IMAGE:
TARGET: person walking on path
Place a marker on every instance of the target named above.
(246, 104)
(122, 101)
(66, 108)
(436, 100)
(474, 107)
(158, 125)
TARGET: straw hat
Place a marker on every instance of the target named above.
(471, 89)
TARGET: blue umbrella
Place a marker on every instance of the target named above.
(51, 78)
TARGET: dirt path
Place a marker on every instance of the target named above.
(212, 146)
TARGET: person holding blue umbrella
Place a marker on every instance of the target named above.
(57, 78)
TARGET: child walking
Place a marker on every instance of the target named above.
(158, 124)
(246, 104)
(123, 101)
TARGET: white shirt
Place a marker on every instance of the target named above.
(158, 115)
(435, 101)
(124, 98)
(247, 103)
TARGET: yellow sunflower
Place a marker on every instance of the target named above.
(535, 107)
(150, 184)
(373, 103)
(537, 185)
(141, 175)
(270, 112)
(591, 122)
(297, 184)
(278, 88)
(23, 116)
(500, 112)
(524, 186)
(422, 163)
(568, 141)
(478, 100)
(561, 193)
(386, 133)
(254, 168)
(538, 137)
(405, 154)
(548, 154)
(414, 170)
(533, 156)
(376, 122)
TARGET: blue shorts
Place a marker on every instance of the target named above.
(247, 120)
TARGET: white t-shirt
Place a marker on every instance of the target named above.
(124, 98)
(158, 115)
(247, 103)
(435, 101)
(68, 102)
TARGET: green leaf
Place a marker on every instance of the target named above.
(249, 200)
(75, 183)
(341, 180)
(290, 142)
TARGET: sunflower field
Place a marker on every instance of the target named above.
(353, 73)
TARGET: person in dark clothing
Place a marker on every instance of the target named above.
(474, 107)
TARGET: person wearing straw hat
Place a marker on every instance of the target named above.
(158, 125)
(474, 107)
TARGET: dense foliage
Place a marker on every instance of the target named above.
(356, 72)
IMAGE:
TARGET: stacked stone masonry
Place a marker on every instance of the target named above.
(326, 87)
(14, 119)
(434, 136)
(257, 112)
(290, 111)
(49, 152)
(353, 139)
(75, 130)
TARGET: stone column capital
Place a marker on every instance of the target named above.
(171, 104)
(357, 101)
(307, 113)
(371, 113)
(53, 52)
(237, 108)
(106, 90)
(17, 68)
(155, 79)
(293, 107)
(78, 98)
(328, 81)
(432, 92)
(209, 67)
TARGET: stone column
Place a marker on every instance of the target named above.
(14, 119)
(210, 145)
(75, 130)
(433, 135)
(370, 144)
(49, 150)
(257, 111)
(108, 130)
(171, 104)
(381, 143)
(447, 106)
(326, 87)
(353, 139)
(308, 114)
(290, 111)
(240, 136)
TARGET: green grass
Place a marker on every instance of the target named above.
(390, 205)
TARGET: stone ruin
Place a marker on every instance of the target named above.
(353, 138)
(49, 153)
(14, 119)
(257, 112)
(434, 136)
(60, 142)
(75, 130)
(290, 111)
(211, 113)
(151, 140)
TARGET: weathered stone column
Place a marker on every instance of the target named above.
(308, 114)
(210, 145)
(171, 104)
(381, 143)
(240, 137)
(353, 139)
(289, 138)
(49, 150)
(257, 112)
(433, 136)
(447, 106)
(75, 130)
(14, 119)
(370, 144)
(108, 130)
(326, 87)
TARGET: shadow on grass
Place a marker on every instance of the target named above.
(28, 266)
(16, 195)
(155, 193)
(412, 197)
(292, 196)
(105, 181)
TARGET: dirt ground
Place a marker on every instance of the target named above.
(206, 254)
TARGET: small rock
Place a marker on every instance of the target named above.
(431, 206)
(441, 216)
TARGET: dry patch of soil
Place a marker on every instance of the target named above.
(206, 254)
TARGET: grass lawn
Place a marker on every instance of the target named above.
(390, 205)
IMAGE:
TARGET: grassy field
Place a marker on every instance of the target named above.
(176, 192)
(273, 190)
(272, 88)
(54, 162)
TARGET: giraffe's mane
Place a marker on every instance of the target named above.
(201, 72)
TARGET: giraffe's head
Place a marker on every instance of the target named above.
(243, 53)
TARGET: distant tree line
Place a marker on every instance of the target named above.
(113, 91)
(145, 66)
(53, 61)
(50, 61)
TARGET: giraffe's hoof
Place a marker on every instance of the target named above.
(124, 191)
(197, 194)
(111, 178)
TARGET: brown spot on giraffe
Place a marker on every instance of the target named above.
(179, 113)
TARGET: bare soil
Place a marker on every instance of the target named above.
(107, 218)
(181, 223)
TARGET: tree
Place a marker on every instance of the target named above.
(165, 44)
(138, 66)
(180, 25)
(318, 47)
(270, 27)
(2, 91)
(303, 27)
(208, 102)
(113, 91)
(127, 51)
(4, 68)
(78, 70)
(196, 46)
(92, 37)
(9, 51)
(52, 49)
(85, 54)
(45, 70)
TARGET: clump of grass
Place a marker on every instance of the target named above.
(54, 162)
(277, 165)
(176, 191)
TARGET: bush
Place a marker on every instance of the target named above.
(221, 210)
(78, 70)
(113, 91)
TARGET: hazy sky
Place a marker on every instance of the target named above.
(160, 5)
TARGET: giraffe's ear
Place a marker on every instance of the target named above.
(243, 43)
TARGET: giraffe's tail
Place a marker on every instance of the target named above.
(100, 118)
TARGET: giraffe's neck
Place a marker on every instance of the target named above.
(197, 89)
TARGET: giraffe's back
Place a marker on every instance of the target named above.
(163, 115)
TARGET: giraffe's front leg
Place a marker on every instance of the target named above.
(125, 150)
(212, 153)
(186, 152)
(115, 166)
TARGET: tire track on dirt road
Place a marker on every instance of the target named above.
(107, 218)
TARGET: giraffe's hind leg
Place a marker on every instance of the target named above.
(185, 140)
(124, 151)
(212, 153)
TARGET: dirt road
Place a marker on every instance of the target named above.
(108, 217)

■ WORK INSTRUCTIONS
Could you convert all the lines above into a JSON list of strings, with one string per line and any blank lines left out?

■ TASK ANSWER
[
  "IMAGE:",
  "TARGET: person walking on path",
  "Place a marker on every instance of the target named above.",
  "(246, 104)",
  "(122, 101)",
  "(66, 108)",
  "(436, 100)",
  "(474, 107)",
  "(158, 125)",
  "TARGET: straw hat",
  "Place a marker on every instance of the target named above.",
  "(471, 89)",
  "TARGET: blue umbrella",
  "Place a marker on every instance of the target named above.",
  "(51, 78)",
  "TARGET: dirt path",
  "Place a marker on every instance of the target named above.",
  "(212, 146)",
  "TARGET: person holding blue umbrella",
  "Place a marker on every instance of the target named above.",
  "(57, 78)",
  "TARGET: child walking",
  "Place a marker on every instance of the target named above.",
  "(158, 124)",
  "(246, 104)",
  "(123, 101)",
  "TARGET: white shirt",
  "Place a marker on every instance of the target named above.",
  "(158, 115)",
  "(435, 101)",
  "(124, 98)",
  "(247, 103)",
  "TARGET: yellow sunflower",
  "Place a marker on every instance of the target named above.",
  "(535, 107)",
  "(150, 184)",
  "(373, 103)",
  "(537, 185)",
  "(141, 175)",
  "(270, 112)",
  "(591, 122)",
  "(297, 184)",
  "(278, 88)",
  "(23, 116)",
  "(500, 112)",
  "(524, 186)",
  "(422, 163)",
  "(568, 141)",
  "(478, 100)",
  "(561, 193)",
  "(386, 133)",
  "(254, 168)",
  "(538, 137)",
  "(405, 154)",
  "(548, 154)",
  "(414, 170)",
  "(533, 156)",
  "(376, 122)",
  "TARGET: blue shorts",
  "Place a marker on every instance of the target named above.",
  "(247, 120)",
  "TARGET: white t-shirt",
  "Place a marker on every instance of the target named above.",
  "(124, 98)",
  "(158, 115)",
  "(247, 103)",
  "(435, 101)",
  "(68, 102)",
  "TARGET: green leaf",
  "Place a marker on every instance of the target named above.",
  "(249, 200)",
  "(75, 183)",
  "(341, 180)",
  "(290, 142)",
  "TARGET: sunflower field",
  "Place a marker on every instance of the target named above.",
  "(353, 73)",
  "TARGET: person in dark clothing",
  "Place a marker on every instance of the target named above.",
  "(474, 107)",
  "TARGET: person wearing straw hat",
  "Place a marker on every instance of the target named above.",
  "(158, 125)",
  "(474, 107)",
  "TARGET: dense foliage",
  "Place a marker on every instance of the target named above.",
  "(356, 72)",
  "IMAGE:",
  "TARGET: stacked stone masonry",
  "Place a marker on every instance of the target named above.",
  "(326, 87)",
  "(14, 119)",
  "(434, 136)",
  "(257, 112)",
  "(290, 111)",
  "(49, 152)",
  "(353, 139)",
  "(75, 130)",
  "TARGET: stone column capital",
  "Place a marker on every instance of the target named above.",
  "(171, 104)",
  "(357, 101)",
  "(307, 113)",
  "(371, 113)",
  "(53, 52)",
  "(237, 108)",
  "(106, 90)",
  "(17, 68)",
  "(155, 79)",
  "(293, 107)",
  "(78, 98)",
  "(328, 81)",
  "(432, 92)",
  "(209, 67)",
  "TARGET: stone column",
  "Place a marker on every instance of the target named above.",
  "(14, 119)",
  "(210, 145)",
  "(75, 130)",
  "(433, 135)",
  "(370, 144)",
  "(49, 150)",
  "(257, 111)",
  "(108, 130)",
  "(171, 104)",
  "(381, 143)",
  "(447, 106)",
  "(326, 87)",
  "(353, 139)",
  "(308, 114)",
  "(290, 111)",
  "(240, 136)",
  "TARGET: green grass",
  "Place a marker on every instance of the target named above.",
  "(390, 205)",
  "TARGET: stone ruin",
  "Place a marker on every instance of the target named above.",
  "(353, 138)",
  "(49, 153)",
  "(14, 119)",
  "(257, 112)",
  "(434, 136)",
  "(60, 142)",
  "(75, 130)",
  "(290, 111)",
  "(211, 113)",
  "(151, 140)",
  "TARGET: weathered stone column",
  "Place a marker on every instance of the target named above.",
  "(308, 114)",
  "(210, 145)",
  "(171, 104)",
  "(381, 143)",
  "(240, 137)",
  "(353, 139)",
  "(289, 138)",
  "(49, 150)",
  "(257, 112)",
  "(433, 136)",
  "(447, 106)",
  "(75, 130)",
  "(14, 119)",
  "(370, 144)",
  "(108, 130)",
  "(326, 87)",
  "TARGET: shadow on grass",
  "Place a marker on every instance of the target named above.",
  "(28, 266)",
  "(16, 195)",
  "(155, 193)",
  "(412, 197)",
  "(292, 196)",
  "(105, 181)",
  "TARGET: dirt ground",
  "Place a marker on every instance of the target named above.",
  "(206, 254)",
  "TARGET: small rock",
  "Place a marker on every instance of the target named above.",
  "(431, 206)",
  "(441, 216)",
  "TARGET: dry patch of soil",
  "Place a marker on every instance of the target named above.",
  "(206, 254)",
  "TARGET: grass lawn",
  "Place a marker on every instance of the target named above.",
  "(390, 205)",
  "IMAGE:",
  "TARGET: grassy field",
  "Place a marker on every instance of the target named above.",
  "(176, 192)",
  "(273, 190)",
  "(272, 88)",
  "(54, 162)",
  "TARGET: giraffe's mane",
  "Place a marker on every instance of the target named above.",
  "(201, 72)",
  "TARGET: giraffe's head",
  "Place a marker on every instance of the target named above.",
  "(243, 53)",
  "TARGET: distant tree line",
  "Place a marker on every instance of the target named above.",
  "(113, 91)",
  "(145, 66)",
  "(53, 61)",
  "(50, 61)",
  "TARGET: giraffe's hoof",
  "Place a marker on every instance of the target named above.",
  "(124, 191)",
  "(197, 194)",
  "(111, 178)",
  "TARGET: brown spot on giraffe",
  "Place a marker on every instance of the target named above.",
  "(179, 113)",
  "TARGET: bare soil",
  "Place a marker on every instance of the target named above.",
  "(107, 218)",
  "(181, 223)",
  "TARGET: tree",
  "Place a marker on every instance of the target named above.",
  "(165, 44)",
  "(138, 66)",
  "(180, 25)",
  "(318, 47)",
  "(270, 27)",
  "(2, 91)",
  "(303, 27)",
  "(208, 102)",
  "(113, 91)",
  "(127, 51)",
  "(4, 68)",
  "(78, 70)",
  "(196, 46)",
  "(92, 37)",
  "(9, 51)",
  "(52, 49)",
  "(85, 54)",
  "(45, 70)",
  "TARGET: clump of grass",
  "Place a marker on every instance of the target named above.",
  "(54, 162)",
  "(277, 165)",
  "(176, 191)",
  "TARGET: bush",
  "Place a marker on every instance of the target named above.",
  "(221, 210)",
  "(78, 70)",
  "(113, 91)",
  "TARGET: hazy sky",
  "Place a marker on every instance of the target named above.",
  "(160, 5)",
  "TARGET: giraffe's ear",
  "Place a marker on every instance of the target named above.",
  "(243, 43)",
  "TARGET: giraffe's tail",
  "Place a marker on every instance of the target named above.",
  "(100, 118)",
  "TARGET: giraffe's neck",
  "Place a marker on every instance of the target named above.",
  "(197, 89)",
  "TARGET: giraffe's back",
  "Place a marker on every instance of the target named above.",
  "(163, 115)",
  "TARGET: giraffe's front leg",
  "Place a marker on every instance of the target named above.",
  "(125, 150)",
  "(212, 153)",
  "(186, 152)",
  "(115, 166)",
  "TARGET: tire track on dirt road",
  "Place a marker on every instance of the target named above.",
  "(107, 218)",
  "TARGET: giraffe's hind leg",
  "Place a marker on every instance of the target named above.",
  "(185, 140)",
  "(124, 151)",
  "(212, 153)",
  "TARGET: dirt road",
  "Place a marker on every instance of the target named above.",
  "(108, 217)"
]